→ Problem description
The lines to copy from the data below are those that hold the string "snow".

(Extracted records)

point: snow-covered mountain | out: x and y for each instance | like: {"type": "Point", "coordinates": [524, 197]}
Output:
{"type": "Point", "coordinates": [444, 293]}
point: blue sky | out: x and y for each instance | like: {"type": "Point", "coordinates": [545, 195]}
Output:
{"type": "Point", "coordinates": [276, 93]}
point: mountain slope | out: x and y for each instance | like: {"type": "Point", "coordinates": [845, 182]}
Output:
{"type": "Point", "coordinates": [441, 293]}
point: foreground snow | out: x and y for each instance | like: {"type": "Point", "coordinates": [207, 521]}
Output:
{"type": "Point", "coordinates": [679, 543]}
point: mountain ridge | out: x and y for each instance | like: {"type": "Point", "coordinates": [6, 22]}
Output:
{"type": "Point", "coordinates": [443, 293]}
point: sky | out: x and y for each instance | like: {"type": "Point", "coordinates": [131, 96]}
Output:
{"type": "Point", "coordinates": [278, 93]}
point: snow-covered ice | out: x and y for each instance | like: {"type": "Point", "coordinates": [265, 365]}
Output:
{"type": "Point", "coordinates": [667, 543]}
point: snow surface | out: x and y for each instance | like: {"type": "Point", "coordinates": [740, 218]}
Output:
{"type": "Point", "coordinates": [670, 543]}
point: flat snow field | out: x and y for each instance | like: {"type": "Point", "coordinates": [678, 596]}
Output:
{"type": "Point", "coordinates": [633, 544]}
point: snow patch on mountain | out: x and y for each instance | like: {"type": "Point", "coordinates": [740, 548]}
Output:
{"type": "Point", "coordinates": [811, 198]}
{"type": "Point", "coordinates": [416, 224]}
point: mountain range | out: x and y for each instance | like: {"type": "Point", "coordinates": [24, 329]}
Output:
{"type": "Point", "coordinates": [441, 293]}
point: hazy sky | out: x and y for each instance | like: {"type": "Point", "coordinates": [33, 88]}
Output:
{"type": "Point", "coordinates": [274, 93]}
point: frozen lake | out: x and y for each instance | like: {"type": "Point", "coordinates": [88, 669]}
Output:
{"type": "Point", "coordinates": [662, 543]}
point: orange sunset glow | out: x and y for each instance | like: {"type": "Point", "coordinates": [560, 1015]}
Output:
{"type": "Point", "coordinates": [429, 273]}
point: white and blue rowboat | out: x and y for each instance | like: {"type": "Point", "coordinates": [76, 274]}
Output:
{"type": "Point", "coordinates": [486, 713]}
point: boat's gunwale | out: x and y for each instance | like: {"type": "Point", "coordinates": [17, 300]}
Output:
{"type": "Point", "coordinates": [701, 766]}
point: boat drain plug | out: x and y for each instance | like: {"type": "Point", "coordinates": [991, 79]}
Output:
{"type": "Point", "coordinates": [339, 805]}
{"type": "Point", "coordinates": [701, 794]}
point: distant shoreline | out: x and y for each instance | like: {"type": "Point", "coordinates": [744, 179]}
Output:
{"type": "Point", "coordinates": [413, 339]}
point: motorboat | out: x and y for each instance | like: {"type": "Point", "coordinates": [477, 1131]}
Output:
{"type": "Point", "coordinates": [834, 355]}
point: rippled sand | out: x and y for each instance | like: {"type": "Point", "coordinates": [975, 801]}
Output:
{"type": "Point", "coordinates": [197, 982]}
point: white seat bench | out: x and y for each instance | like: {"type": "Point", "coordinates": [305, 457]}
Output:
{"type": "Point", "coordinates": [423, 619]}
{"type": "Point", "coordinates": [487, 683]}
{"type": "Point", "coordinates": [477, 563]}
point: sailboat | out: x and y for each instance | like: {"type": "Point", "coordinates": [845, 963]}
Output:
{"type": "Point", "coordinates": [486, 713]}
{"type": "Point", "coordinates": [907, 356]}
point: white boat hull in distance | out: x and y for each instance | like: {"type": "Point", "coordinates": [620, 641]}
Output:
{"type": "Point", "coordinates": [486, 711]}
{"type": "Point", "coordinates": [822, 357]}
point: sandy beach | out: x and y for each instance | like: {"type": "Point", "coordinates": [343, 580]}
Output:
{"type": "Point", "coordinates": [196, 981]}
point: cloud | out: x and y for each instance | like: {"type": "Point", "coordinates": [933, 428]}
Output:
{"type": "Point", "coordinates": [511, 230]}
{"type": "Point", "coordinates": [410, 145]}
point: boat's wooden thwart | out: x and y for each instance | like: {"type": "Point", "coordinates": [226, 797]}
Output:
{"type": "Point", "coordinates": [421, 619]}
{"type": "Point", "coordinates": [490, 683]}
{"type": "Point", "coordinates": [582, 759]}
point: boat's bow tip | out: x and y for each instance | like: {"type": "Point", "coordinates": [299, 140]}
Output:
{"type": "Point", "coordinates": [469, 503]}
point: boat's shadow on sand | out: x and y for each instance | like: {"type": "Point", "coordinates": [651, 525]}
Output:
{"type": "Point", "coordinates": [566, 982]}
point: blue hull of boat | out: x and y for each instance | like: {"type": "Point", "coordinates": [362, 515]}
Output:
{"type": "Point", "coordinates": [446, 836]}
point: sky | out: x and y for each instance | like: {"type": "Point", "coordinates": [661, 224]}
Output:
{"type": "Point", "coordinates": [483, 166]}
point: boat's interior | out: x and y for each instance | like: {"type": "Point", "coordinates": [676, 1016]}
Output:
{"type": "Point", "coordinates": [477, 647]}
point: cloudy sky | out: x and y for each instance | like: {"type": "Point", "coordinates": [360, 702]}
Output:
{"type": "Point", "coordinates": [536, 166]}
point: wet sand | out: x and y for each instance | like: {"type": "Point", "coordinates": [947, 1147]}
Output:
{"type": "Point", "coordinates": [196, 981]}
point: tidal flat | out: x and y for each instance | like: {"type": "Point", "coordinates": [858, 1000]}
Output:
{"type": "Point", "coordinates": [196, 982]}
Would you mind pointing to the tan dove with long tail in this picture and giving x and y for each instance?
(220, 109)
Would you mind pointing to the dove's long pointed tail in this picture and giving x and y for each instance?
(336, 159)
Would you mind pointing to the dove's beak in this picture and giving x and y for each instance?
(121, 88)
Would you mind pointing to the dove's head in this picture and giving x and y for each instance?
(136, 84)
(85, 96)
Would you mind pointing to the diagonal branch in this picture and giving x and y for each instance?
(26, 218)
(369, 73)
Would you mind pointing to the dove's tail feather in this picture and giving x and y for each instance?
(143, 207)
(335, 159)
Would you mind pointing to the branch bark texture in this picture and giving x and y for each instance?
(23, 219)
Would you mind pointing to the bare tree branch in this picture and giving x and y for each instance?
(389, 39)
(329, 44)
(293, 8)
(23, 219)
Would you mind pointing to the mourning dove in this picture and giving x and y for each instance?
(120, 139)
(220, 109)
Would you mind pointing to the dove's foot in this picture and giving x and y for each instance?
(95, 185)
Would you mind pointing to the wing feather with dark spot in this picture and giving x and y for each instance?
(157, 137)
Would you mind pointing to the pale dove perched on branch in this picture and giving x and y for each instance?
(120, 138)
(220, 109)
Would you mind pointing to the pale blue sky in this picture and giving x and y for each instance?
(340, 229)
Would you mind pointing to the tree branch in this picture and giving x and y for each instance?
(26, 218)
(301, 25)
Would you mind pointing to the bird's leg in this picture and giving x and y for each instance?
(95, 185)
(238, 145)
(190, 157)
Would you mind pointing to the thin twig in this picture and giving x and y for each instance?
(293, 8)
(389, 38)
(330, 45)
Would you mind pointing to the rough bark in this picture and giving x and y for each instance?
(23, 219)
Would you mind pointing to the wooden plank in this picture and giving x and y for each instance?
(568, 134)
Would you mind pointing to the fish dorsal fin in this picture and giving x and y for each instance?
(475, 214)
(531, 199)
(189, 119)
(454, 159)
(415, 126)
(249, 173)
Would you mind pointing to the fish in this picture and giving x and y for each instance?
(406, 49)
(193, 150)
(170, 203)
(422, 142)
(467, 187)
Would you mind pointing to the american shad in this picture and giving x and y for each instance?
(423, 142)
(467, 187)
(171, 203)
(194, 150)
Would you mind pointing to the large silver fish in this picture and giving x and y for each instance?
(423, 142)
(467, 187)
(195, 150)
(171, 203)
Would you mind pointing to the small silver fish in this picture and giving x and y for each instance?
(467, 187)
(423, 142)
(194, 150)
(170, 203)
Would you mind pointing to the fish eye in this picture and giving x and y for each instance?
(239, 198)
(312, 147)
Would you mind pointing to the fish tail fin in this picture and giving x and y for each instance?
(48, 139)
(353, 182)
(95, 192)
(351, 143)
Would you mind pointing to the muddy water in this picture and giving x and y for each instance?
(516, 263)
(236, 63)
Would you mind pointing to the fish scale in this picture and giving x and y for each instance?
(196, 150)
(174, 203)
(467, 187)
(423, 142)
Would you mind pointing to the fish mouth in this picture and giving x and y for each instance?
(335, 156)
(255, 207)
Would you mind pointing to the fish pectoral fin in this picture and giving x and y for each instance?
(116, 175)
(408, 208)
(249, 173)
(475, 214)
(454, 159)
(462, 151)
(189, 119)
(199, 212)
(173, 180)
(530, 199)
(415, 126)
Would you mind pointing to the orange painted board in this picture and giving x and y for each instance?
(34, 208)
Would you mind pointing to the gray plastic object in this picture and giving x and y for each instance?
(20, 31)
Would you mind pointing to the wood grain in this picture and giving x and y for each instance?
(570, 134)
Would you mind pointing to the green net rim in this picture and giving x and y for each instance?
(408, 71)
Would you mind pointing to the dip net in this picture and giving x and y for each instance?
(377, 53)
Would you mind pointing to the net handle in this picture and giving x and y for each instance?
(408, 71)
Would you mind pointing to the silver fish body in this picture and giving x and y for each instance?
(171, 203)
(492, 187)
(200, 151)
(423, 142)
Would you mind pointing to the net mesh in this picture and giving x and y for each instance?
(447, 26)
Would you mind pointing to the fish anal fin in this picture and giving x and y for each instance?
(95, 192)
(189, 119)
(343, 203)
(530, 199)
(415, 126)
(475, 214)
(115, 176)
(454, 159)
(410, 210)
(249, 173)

→ Expected output
point: snow-covered mountain | out: x and y for each instance | like: {"type": "Point", "coordinates": [524, 197]}
point: foreground snow | out: x and y for each instance | like: {"type": "Point", "coordinates": [207, 521]}
point: snow-covered ice | out: x and y for each instance | like: {"type": "Point", "coordinates": [265, 365]}
point: snow surface | out: x and y for each instance | like: {"type": "Point", "coordinates": [740, 218]}
point: flat snow field | out: x and y for each instance | like: {"type": "Point", "coordinates": [678, 596]}
point: snow patch on mountain | out: x and y for each instance | like: {"type": "Point", "coordinates": [740, 548]}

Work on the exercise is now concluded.